WHAT THE TASK REQUIRES — Edit the entries from the line with "find the building" to the line with "left=5, top=131, right=538, bottom=377" by replacing "facade" with "front". Keep everything else the same, and return only those lines.

GIVEN ENTRIES —
_____

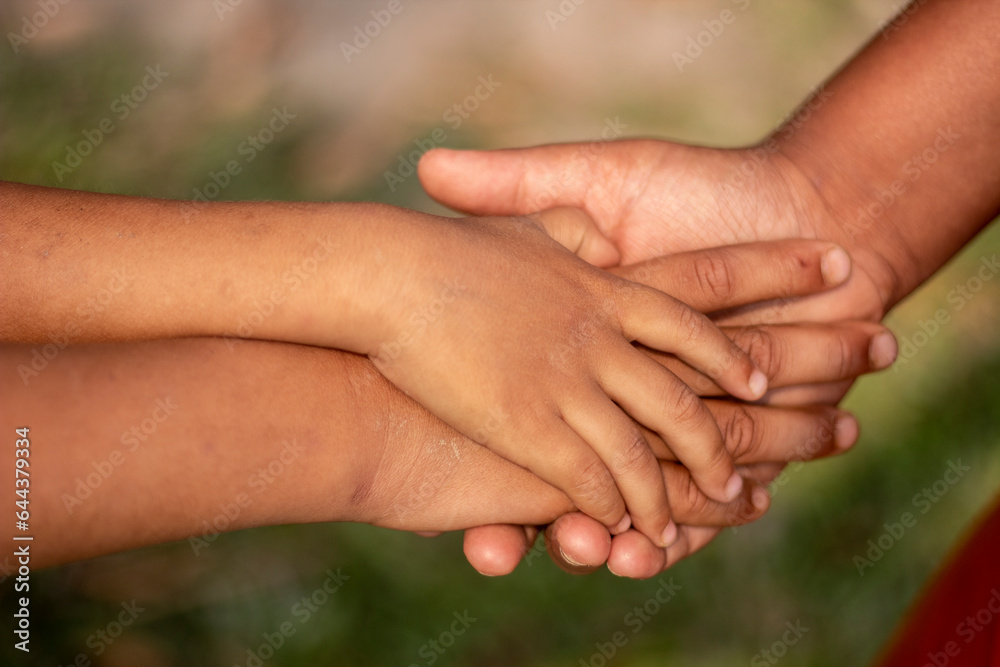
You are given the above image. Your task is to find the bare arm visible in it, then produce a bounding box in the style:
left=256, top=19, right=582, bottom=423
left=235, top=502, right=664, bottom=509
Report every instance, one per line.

_____

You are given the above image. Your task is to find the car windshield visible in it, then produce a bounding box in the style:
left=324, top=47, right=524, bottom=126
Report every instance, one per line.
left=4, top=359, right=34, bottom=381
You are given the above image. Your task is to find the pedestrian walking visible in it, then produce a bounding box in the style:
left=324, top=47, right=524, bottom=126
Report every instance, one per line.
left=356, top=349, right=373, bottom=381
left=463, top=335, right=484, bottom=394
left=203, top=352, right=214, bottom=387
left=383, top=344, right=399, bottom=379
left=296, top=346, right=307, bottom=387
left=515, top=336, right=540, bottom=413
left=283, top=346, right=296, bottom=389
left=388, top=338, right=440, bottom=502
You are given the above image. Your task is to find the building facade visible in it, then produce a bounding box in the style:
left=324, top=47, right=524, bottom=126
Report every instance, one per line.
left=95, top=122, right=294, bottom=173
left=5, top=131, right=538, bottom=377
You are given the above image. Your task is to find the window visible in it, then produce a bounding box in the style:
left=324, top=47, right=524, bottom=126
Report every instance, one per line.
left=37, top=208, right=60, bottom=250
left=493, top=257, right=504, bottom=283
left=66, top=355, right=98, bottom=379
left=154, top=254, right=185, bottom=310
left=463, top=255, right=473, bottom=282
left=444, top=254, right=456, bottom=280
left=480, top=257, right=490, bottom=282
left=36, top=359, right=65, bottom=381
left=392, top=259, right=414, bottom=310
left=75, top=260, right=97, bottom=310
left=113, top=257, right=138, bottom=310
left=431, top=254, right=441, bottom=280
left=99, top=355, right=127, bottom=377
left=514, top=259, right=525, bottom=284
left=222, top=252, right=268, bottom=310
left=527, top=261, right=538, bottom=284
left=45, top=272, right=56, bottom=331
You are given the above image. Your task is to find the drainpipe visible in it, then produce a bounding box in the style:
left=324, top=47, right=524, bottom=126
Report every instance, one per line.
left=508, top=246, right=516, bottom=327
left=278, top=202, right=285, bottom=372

_____

EXERCISE RESPONSE —
You are given the above image. Your task is to find the building front visible in it, then produce a bounding box in the style:
left=324, top=47, right=524, bottom=126
Report every instance, one per line.
left=95, top=122, right=294, bottom=173
left=5, top=131, right=538, bottom=377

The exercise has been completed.